Given problem:
Make an exact copy of all the data.
··· Provided data ···
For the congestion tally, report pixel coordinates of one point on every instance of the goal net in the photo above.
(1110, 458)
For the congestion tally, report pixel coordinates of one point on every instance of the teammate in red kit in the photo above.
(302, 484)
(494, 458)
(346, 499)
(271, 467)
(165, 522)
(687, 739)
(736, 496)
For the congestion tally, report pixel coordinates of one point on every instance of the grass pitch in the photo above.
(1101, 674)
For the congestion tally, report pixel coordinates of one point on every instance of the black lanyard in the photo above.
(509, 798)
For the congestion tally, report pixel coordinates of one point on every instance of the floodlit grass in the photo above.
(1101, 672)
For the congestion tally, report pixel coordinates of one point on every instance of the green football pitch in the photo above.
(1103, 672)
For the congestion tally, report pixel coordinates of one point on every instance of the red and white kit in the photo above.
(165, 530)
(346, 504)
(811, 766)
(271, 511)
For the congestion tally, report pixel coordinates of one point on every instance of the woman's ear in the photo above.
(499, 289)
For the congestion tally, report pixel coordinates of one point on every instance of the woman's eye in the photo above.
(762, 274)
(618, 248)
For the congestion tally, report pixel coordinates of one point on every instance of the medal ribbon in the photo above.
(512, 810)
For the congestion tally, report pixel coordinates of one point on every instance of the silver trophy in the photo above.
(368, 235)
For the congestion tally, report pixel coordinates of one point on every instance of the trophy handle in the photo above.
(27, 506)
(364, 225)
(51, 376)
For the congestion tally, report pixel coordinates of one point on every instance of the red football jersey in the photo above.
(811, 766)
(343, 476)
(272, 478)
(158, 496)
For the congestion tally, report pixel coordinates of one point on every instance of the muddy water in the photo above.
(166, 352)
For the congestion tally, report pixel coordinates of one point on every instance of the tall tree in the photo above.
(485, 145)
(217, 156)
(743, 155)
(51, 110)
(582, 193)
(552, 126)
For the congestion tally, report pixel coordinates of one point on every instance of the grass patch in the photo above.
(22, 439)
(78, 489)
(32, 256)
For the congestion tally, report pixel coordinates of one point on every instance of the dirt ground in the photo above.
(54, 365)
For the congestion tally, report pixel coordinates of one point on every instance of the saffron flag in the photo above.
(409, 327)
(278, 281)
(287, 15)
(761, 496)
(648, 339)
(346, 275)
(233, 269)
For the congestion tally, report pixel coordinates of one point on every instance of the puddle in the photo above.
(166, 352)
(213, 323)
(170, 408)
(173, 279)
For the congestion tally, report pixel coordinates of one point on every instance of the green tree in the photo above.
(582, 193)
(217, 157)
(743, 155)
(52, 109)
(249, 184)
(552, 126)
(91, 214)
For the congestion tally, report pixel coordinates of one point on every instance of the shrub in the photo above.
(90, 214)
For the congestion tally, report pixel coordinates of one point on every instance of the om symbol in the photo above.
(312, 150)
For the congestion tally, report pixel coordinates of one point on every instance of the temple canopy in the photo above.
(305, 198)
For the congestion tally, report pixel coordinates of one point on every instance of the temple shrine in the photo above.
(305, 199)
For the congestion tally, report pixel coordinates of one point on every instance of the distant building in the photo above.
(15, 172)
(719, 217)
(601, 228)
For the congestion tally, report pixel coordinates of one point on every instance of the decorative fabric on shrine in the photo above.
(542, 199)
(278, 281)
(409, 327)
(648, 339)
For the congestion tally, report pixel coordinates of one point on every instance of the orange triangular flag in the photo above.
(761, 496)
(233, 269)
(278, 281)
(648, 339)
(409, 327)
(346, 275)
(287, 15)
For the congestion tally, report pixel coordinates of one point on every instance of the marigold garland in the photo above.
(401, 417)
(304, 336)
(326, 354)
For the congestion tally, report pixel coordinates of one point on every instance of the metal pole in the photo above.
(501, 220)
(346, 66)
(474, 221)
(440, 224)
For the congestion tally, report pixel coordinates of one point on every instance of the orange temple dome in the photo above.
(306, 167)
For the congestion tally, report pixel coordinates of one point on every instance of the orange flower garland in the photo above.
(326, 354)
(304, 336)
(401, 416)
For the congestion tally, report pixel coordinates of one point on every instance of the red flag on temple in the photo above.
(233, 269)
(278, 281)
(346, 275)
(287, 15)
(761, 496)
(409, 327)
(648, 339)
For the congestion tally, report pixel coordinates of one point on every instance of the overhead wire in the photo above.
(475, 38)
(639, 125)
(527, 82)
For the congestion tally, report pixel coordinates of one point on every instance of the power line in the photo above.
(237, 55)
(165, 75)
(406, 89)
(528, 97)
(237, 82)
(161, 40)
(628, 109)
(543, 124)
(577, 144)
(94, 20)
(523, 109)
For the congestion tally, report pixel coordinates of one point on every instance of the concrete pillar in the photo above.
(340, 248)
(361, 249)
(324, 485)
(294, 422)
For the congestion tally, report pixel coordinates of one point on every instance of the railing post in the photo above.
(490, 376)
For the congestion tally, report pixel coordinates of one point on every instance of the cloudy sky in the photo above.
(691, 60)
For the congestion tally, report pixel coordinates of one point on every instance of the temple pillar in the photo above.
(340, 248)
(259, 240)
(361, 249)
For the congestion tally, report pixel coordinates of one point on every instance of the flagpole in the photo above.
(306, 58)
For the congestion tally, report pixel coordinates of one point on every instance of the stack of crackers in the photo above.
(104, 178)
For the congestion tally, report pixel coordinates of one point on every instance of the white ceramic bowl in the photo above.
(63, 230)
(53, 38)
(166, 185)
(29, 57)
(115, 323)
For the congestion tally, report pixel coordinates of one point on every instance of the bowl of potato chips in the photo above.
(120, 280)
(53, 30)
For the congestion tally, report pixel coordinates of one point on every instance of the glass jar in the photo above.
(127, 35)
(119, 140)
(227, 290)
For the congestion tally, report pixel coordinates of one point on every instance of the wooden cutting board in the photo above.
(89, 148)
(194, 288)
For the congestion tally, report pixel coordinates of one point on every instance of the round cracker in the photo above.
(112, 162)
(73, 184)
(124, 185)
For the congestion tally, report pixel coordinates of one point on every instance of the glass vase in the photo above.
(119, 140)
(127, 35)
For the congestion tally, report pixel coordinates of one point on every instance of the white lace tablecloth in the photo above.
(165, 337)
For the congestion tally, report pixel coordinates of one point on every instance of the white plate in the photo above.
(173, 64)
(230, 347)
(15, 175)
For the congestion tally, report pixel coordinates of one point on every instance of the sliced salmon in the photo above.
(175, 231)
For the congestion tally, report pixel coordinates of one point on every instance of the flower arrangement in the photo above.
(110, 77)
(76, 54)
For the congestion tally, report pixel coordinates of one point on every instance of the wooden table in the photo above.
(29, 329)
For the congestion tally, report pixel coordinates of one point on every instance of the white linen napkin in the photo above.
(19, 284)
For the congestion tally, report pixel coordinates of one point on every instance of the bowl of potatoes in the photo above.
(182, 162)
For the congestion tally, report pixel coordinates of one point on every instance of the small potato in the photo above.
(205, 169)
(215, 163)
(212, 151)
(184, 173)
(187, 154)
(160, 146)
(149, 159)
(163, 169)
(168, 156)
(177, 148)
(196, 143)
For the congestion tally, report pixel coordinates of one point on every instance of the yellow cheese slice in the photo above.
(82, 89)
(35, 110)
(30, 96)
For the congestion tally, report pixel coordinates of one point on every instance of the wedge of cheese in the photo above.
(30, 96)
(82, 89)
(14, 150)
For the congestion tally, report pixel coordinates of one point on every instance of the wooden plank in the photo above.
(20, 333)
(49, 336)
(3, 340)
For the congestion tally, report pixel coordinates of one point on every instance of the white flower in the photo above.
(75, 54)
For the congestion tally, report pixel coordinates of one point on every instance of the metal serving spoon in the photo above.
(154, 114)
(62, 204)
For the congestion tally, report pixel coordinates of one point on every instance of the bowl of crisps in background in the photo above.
···
The response:
For the congestion tally, report pixel coordinates of one point on every instance of the goal net in the photo above.
(1110, 458)
For the congestion tally, report pixel coordinates of one point on every instance of the teammate in red kit in the photo above.
(302, 484)
(494, 458)
(346, 499)
(271, 467)
(165, 522)
(687, 739)
(736, 496)
For the congestion tally, report pixel coordinates of one point on every instance of the grass pitch in the photo above.
(1101, 674)
For the congestion tally, report pixel coordinates of one point on every instance of the black lanyard in the photo above.
(509, 798)
For the congestion tally, report pixel coordinates of one point on every instance of the floodlit grass in the photo above.
(1101, 672)
For the congestion tally, report pixel coordinates of one point on every instance of the green football pitch in the photo above.
(1103, 672)
For the congestion tally, report pixel coordinates of one point on every instance of the red and white kit in the photo above.
(165, 530)
(346, 504)
(811, 766)
(271, 511)
For the congestion tally, report pixel coordinates of one point on every instance of the woman's ear in the photo above.
(499, 289)
For the congestion tally, report pixel coordinates of one point on every instance of the woman's eye in the photo above.
(762, 274)
(618, 248)
For the congestion tally, report pixel coordinates of one point on every instance of the medal ribbon in the photo above.
(512, 810)
For the congestion tally, report pixel coordinates of one point on every instance of the silver trophy in the photo above.
(368, 235)
For the congestion tally, report pixel coordinates of one point on every instance of the trophy handle in the photo above.
(27, 506)
(364, 225)
(51, 376)
For the congestion tally, report pixel coordinates of one point on every instance of the red football jersey in the photo above.
(811, 766)
(343, 476)
(272, 478)
(158, 496)
For the congestion tally, report pixel coordinates of one point on every instance of the muddy water in the photo above.
(166, 352)
For the congestion tally, report pixel coordinates of one point on every instance of the tall tree in the photo above.
(485, 145)
(217, 156)
(743, 155)
(51, 110)
(582, 193)
(552, 126)
For the congestion tally, report pixel coordinates of one point on every instance of the grass patch in the photo above.
(22, 439)
(78, 489)
(32, 256)
For the congestion tally, report pixel coordinates of one point on every instance of the dirt ground in the photo above.
(54, 365)
For the congestion tally, report pixel coordinates of one point on every instance of the saffron flag in the photo above.
(409, 327)
(278, 281)
(287, 15)
(761, 496)
(648, 339)
(346, 275)
(233, 269)
For the congestion tally, report pixel coordinates of one point on every instance of the puddle in the photo above.
(166, 352)
(213, 323)
(170, 408)
(173, 279)
For the congestion tally, report pixel coordinates of one point on every instance of the green tree in the photo above.
(582, 193)
(217, 157)
(743, 155)
(52, 109)
(249, 184)
(552, 126)
(91, 214)
For the congestion tally, report pixel coordinates of one point on every instance of the shrub in the photo above.
(90, 214)
For the congestion tally, report pixel coordinates of one point on every instance of the om symbol in the photo above.
(312, 150)
For the congestion tally, report pixel coordinates of one point on every instance of the temple canopy in the photo above.
(305, 198)
For the congestion tally, report pixel coordinates of one point on every instance of the temple shrine in the photo above.
(305, 199)
For the congestion tally, report pixel coordinates of one point on every instance of the distant building in the photo above.
(15, 172)
(719, 217)
(601, 228)
For the congestion tally, report pixel coordinates of one point on every instance of the decorative fabric on shrine in the photo above.
(542, 199)
(278, 281)
(409, 327)
(648, 339)
For the congestion tally, report pixel coordinates of one point on every instance of the orange triangular flag in the photo above.
(761, 496)
(233, 269)
(278, 281)
(648, 339)
(409, 327)
(346, 275)
(287, 15)
For the congestion tally, report pixel coordinates of one point on every instance of the marigold garland in the photo above.
(401, 417)
(304, 336)
(326, 354)
For the congestion tally, report pixel coordinates of one point on every instance of the metal pole in the photo above.
(501, 220)
(346, 66)
(474, 221)
(440, 224)
For the congestion tally, report pixel coordinates of one point on every instance of the orange temple dome in the photo above.
(306, 167)
For the congestion tally, report pixel coordinates of one point on every instance of the orange flower garland in the photo above.
(326, 354)
(304, 336)
(401, 416)
For the congestion tally, report pixel coordinates of one point on every instance of the red flag on temple in the photo above.
(233, 269)
(278, 281)
(346, 275)
(287, 15)
(761, 496)
(409, 327)
(648, 339)
For the congestion tally, report pixel coordinates of one point on every instance of the overhead wire in the photo above.
(475, 38)
(639, 125)
(527, 82)
For the congestion tally, report pixel coordinates of one point on every instance of the power line in the photo above.
(237, 55)
(165, 75)
(406, 89)
(528, 97)
(237, 82)
(161, 40)
(628, 109)
(543, 124)
(577, 144)
(94, 20)
(523, 109)
For the congestion tally, report pixel coordinates of one point on every instance of the concrete pillar in the photo above.
(340, 248)
(361, 249)
(324, 485)
(294, 422)
For the congestion tally, report pixel coordinates of one point on every instance of the railing post in the photo above.
(490, 376)
For the congestion tally, report pixel coordinates of one point on every instance of the cloudy sky in the photo above.
(691, 60)
For the congestion tally, report pixel coordinates of one point on every instance of the temple pillar in the photo above.
(340, 248)
(259, 240)
(361, 249)
For the congestion tally, report pixel coordinates of one point on every instance of the flagpole in the photo above.
(306, 58)
For the congestion tally, report pixel coordinates of one point on every instance of the stack of crackers in the photo above.
(104, 178)
For the congestion tally, report pixel coordinates of one point on every instance of the white ceramic bowl in the photo above.
(63, 230)
(53, 38)
(166, 185)
(29, 57)
(115, 323)
For the congestion tally, report pixel coordinates of one point on every instance of the bowl of potato chips in the photo above.
(120, 280)
(53, 30)
For the congestion tally, report pixel coordinates of one point on every instance of the glass jar in the photo above.
(127, 35)
(119, 140)
(227, 290)
For the congestion tally, report pixel coordinates of one point on every instance of the wooden cutting board in the photo above.
(89, 148)
(194, 288)
For the congestion tally, report pixel coordinates of one point on every instance of the round cracker in the photo above.
(112, 162)
(73, 184)
(124, 185)
For the congestion tally, report pixel coordinates of one point on every instance of the glass vase in the photo above.
(119, 140)
(127, 35)
For the congestion tally, report pixel coordinates of one point on every instance of the white lace tablecloth in the photo above.
(165, 337)
For the congestion tally, report pixel coordinates of one point on every instance of the white plate in the photo above.
(173, 64)
(230, 347)
(15, 175)
For the congestion tally, report pixel coordinates of one point on every instance of the sliced salmon in the photo above.
(175, 231)
For the congestion tally, report pixel coordinates of one point on every instance of the flower arrangement in the photo above.
(110, 77)
(76, 54)
For the congestion tally, report pixel coordinates of one point on every instance of the wooden table in the photo above.
(29, 329)
For the congestion tally, report pixel coordinates of one point on every instance of the white linen napkin in the photo above.
(19, 284)
For the congestion tally, report pixel coordinates of one point on every instance of the bowl of potatoes in the photo above.
(182, 162)
For the congestion tally, report pixel coordinates of one point on every instance of the small potato in the photo above.
(205, 169)
(215, 163)
(212, 151)
(184, 173)
(187, 154)
(160, 146)
(149, 159)
(163, 169)
(168, 156)
(177, 148)
(196, 143)
For the congestion tally, report pixel coordinates of one point on every instance of the yellow cheese slice in the photo above.
(82, 89)
(35, 110)
(30, 96)
For the congestion tally, report pixel coordinates of one point on every instance of the wedge of cheese in the photo above.
(30, 96)
(82, 89)
(14, 150)
For the congestion tally, report pixel coordinates of one point on every instance of the wooden plank in the photo above.
(20, 333)
(49, 336)
(3, 340)
For the congestion tally, report pixel coordinates of one point on every instance of the white flower in the photo above.
(75, 54)
For the congestion tally, report pixel coordinates of one point on every instance of the metal serving spoon in the photo above.
(154, 114)
(62, 204)
For the congestion tally, report pixel coordinates of one point on every instance of the bowl of crisps in background in the photo above.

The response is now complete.